**BRIEF**: Recast the listing that follows as a JSON list of strings, one string per line, skipping blank lines and leaving out the pictures.

**Region labeling listing**:
Start
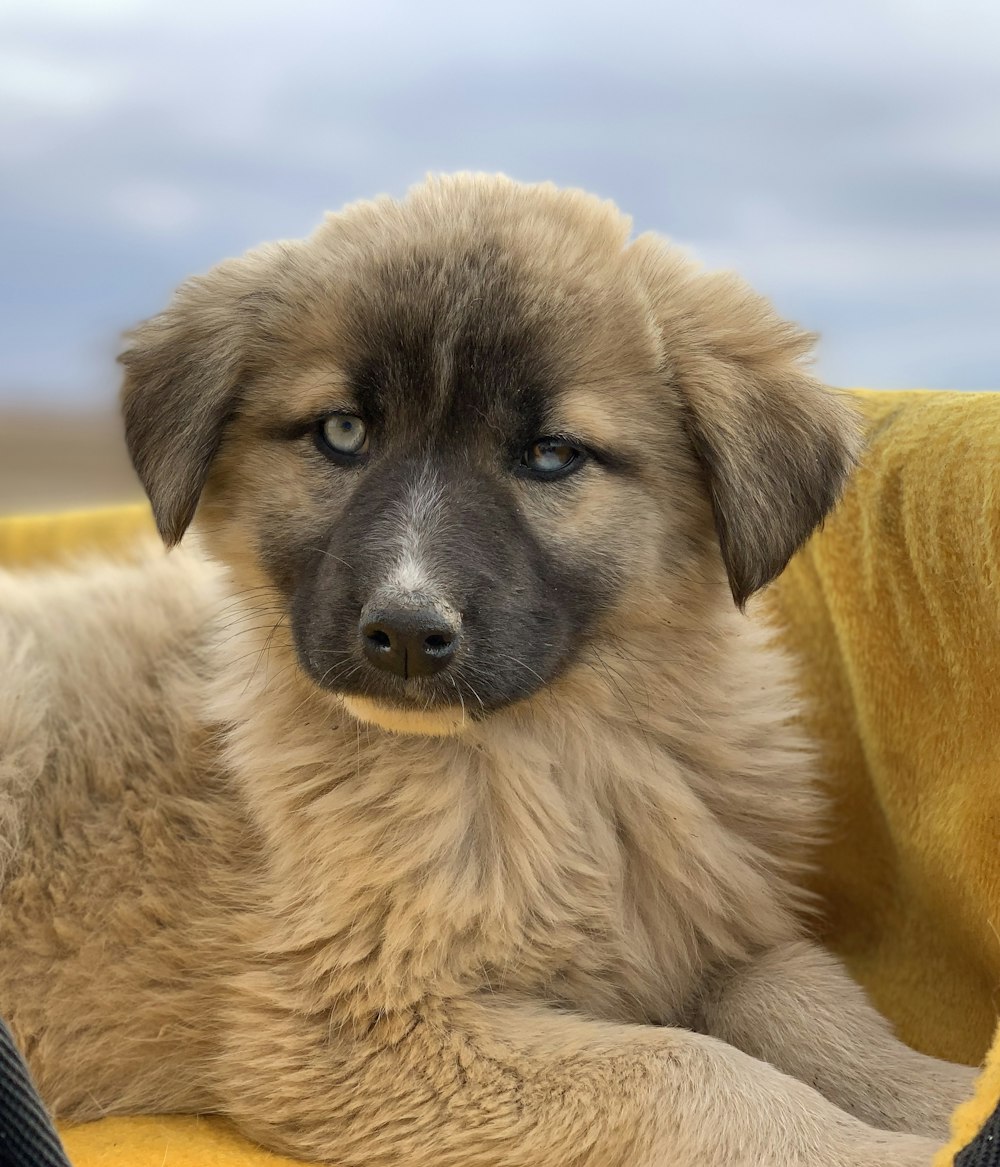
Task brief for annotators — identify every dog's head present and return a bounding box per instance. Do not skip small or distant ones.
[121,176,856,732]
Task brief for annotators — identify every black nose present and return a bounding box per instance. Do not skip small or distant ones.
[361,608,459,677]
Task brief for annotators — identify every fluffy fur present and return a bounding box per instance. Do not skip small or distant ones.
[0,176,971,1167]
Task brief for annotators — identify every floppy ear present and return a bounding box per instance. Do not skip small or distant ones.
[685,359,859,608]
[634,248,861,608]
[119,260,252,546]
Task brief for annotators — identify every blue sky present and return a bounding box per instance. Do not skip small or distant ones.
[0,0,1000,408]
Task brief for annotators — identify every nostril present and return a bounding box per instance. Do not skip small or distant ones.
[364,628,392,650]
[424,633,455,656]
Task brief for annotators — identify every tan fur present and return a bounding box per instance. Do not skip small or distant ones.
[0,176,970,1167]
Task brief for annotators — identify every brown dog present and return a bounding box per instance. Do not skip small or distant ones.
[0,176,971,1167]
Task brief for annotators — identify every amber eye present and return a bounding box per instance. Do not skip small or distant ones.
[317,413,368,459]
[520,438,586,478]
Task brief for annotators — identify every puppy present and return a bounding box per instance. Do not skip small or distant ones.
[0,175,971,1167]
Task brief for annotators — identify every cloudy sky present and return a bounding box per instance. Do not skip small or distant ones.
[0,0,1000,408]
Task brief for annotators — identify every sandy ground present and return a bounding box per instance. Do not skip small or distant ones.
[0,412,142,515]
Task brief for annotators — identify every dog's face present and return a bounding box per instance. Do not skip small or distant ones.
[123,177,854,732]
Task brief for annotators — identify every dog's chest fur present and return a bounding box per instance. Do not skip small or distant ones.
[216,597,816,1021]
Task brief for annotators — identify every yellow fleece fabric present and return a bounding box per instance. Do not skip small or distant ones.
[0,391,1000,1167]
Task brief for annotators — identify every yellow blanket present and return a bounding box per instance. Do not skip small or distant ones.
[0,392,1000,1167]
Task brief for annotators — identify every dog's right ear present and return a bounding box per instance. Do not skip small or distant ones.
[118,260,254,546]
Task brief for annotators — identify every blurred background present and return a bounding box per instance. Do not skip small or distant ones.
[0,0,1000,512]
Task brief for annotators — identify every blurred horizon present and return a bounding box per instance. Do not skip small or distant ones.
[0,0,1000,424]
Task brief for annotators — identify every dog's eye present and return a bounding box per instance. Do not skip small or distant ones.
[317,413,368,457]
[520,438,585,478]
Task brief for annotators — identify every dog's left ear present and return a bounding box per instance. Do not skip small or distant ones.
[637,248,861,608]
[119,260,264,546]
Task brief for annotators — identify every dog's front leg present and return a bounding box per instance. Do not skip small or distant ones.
End
**FINISHED EXERCISE**:
[
  "Task brief for annotators — identify every dog's head present and return a bounding box per instance. Do not skip small or distant ones.",
  "[121,176,856,732]",
  "Task brief for annotators — identify every black nose present and return a bounding box per instance. Do not skip small or distant ones.",
  "[361,608,459,677]",
  "Task brief for annotators — identify every fluffy fur present and return a bounding box per instance. Do not skip small or distant ones.",
  "[0,176,971,1167]",
  "Task brief for annotators — identify every floppy ear present and return a bounding box per instance. Do not skip small or distant ones.",
  "[685,359,859,608]",
  "[634,248,861,608]",
  "[119,260,252,546]",
  "Task brief for annotators — identify every blue sky present and return a bounding box per instance. Do not skip small or distant ones.",
  "[0,0,1000,408]",
  "Task brief for annotators — identify every nostril present and return a bounding box per instance. Do not skip small or distant ones.",
  "[364,628,392,650]",
  "[424,633,455,656]",
  "Task brief for annotators — identify every tan fur present and return a bounding box per instance. Do not skip small or distant ones.",
  "[0,176,970,1167]",
  "Task brief for annotators — identify every brown dog present and return a bounding box per instance. Do not skip small or distant ones.",
  "[0,176,971,1167]",
  "Task brief for annotators — identify every amber eye present and return a bounding box per instance. Do not skip small or distant ones.",
  "[317,413,368,459]",
  "[520,438,586,478]",
  "Task brief for annotators — identify every puppy present and return a bounding box per instance. Do not skip small or distant ones.",
  "[0,175,971,1167]",
  "Task brief for annotators — identify every cloudy sky present and return a bounding box per instance. Do not skip small or distant ones.",
  "[0,0,1000,408]",
  "Task brief for annotators — identify every sandy ground present and return a bounding box per instance. Do not skip small or distant ones.",
  "[0,412,142,515]",
  "Task brief for annotators — identify every dog's face present and return a bounding box per instance. Do not skip small or distant ones.",
  "[123,177,854,732]",
  "Task brief for annotators — identify every dog's chest fur present and return a bounding box per instance. Do not skip small or distant ones.",
  "[216,597,816,1021]",
  "Task brief for annotators — identify every yellow fleece fabric present and return a bounding box per instance. Do not skip small or distant ones.",
  "[0,391,1000,1167]",
  "Task brief for annotators — identify every yellow blanket present and return a bounding box per instance. Do not skip small or distant ones.",
  "[0,392,1000,1167]",
  "Task brief for annotators — identify every dog's right ear present and return a bounding box per instance. Do not skip small or distant ones.",
  "[118,260,254,546]",
  "Task brief for annotators — identify every blurred background present and return a bounding box per instance. Do not skip small or distant ones.",
  "[0,0,1000,512]",
  "Task brief for annotators — identify every blurred horizon present and return a bounding box per instance. Do not skip small or distant ones.",
  "[0,0,1000,424]",
  "Task brief for annotators — identify every dog's eye present and return a bounding box per instance. Do not skip small or distant ones.",
  "[317,413,368,457]",
  "[520,438,585,478]",
  "Task brief for annotators — identify every dog's left ear present and return a bounding box per instance. Do not skip small or distant ones.",
  "[637,248,861,608]",
  "[119,260,264,546]",
  "Task brief for annotators — identify every dog's front leg present and return a bounding box per instance. Do not skip small or distant ones."
]